Copy word for word the stretch of rows below from the line containing "white caravan, written" through the end of the rows, leaving the pictures out of your answer.
# Start of Excerpted data
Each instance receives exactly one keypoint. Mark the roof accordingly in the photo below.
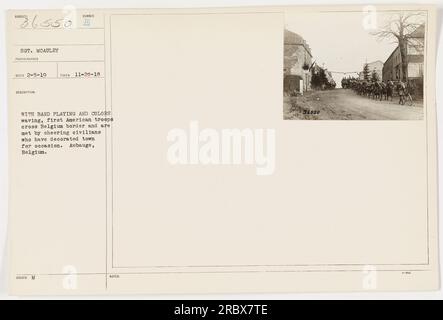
(419, 32)
(292, 38)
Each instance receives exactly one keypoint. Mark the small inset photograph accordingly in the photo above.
(354, 65)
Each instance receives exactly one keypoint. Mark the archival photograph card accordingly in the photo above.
(152, 150)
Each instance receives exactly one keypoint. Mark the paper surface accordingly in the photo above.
(217, 150)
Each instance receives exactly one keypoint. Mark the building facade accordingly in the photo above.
(376, 66)
(392, 69)
(297, 60)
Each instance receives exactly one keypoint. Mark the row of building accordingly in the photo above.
(392, 69)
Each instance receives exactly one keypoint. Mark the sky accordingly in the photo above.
(339, 39)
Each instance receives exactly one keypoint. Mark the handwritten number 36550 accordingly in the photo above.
(47, 23)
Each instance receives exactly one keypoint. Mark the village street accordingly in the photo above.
(345, 104)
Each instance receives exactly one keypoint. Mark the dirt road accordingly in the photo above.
(345, 104)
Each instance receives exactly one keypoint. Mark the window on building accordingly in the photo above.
(415, 70)
(415, 47)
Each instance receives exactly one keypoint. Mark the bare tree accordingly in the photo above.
(400, 28)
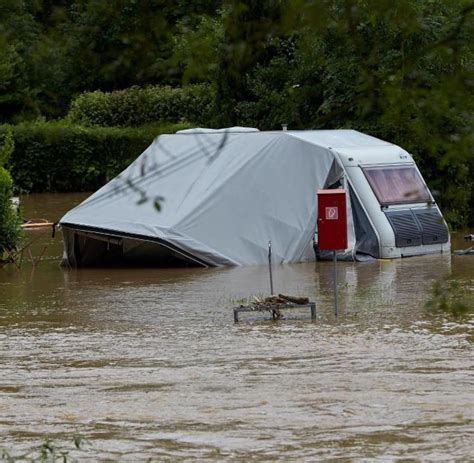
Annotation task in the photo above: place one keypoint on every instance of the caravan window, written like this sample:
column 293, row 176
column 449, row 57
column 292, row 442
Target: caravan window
column 397, row 185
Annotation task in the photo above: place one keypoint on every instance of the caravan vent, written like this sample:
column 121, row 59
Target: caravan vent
column 432, row 225
column 406, row 229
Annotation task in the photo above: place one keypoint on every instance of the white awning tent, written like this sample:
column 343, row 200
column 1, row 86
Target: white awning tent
column 225, row 195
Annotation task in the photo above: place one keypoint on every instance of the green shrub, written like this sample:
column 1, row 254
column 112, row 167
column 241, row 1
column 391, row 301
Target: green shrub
column 138, row 106
column 9, row 219
column 58, row 156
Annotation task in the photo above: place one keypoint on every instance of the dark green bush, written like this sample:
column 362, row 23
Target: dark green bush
column 57, row 156
column 138, row 106
column 9, row 219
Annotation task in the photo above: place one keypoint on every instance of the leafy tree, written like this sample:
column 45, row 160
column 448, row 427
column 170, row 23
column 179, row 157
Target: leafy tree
column 9, row 219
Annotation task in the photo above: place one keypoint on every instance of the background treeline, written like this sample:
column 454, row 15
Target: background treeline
column 72, row 72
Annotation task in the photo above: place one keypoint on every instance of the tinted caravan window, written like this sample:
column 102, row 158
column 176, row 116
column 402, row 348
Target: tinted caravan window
column 397, row 185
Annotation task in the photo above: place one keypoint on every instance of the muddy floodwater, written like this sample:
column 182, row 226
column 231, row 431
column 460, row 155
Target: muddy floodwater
column 148, row 363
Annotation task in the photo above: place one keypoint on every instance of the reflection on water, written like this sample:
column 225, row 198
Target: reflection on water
column 148, row 362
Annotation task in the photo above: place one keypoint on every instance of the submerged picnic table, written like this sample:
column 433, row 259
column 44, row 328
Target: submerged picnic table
column 275, row 304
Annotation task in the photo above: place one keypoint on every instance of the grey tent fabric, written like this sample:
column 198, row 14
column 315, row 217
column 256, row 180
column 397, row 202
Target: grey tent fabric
column 223, row 195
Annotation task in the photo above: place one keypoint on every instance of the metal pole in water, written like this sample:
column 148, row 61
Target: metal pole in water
column 270, row 266
column 336, row 308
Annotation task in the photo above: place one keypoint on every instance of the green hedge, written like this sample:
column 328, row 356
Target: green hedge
column 57, row 156
column 138, row 106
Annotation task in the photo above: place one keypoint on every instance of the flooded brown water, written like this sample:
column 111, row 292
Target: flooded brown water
column 147, row 363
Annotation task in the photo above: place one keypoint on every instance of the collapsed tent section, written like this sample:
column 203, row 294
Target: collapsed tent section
column 222, row 196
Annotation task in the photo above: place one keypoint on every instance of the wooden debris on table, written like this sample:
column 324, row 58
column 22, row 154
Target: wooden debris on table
column 274, row 303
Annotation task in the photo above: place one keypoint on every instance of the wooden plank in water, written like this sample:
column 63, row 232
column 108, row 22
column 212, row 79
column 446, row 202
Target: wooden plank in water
column 274, row 309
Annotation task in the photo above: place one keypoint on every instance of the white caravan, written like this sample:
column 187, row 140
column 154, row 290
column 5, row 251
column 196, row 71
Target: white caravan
column 227, row 193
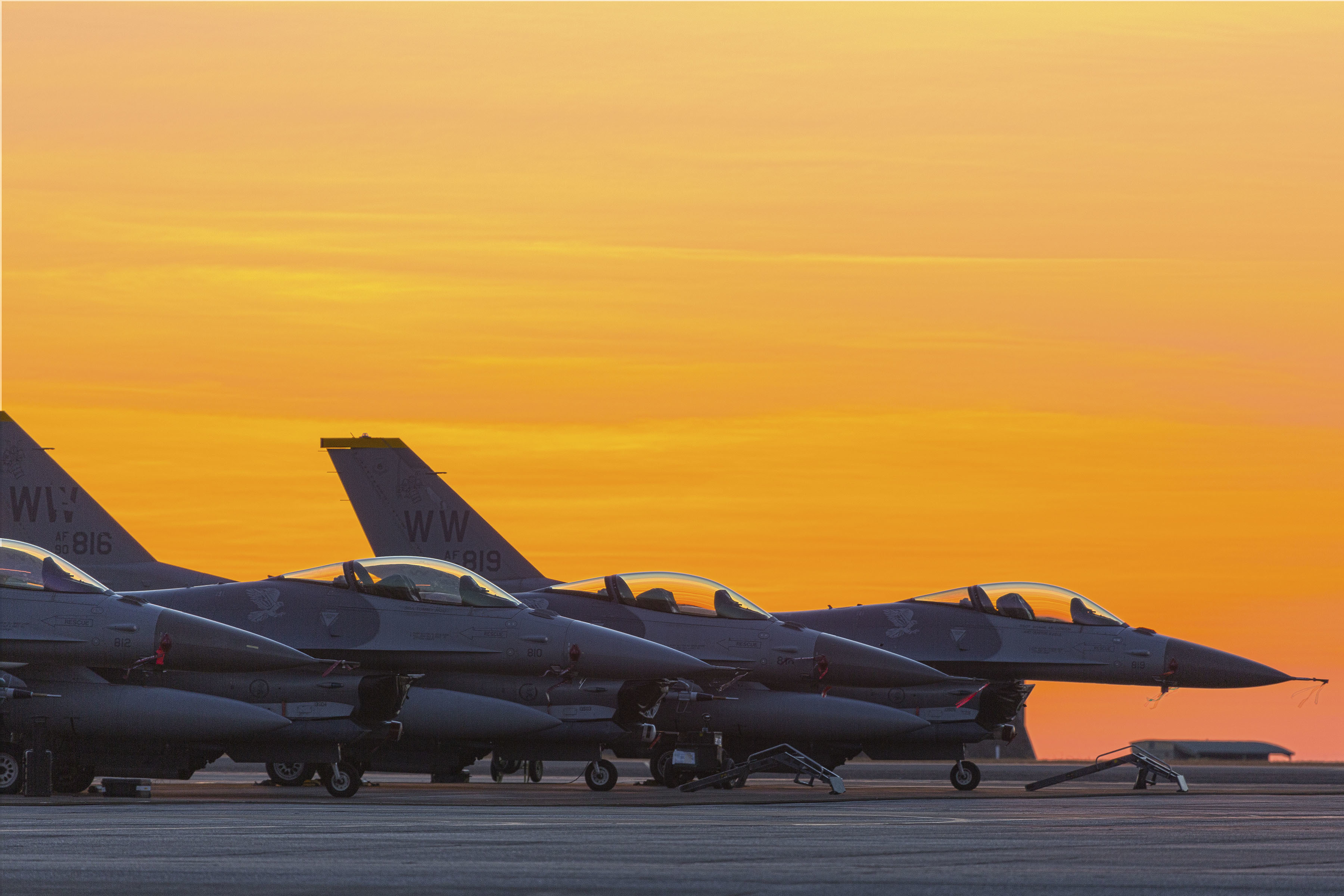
# End of Excerpted data
*Exercise response*.
Annotation task in the photo above: place one keypoint on every instance of the white caravan, written like this sample:
column 187, row 140
column 154, row 290
column 5, row 251
column 196, row 71
Target: white caravan
column 227, row 193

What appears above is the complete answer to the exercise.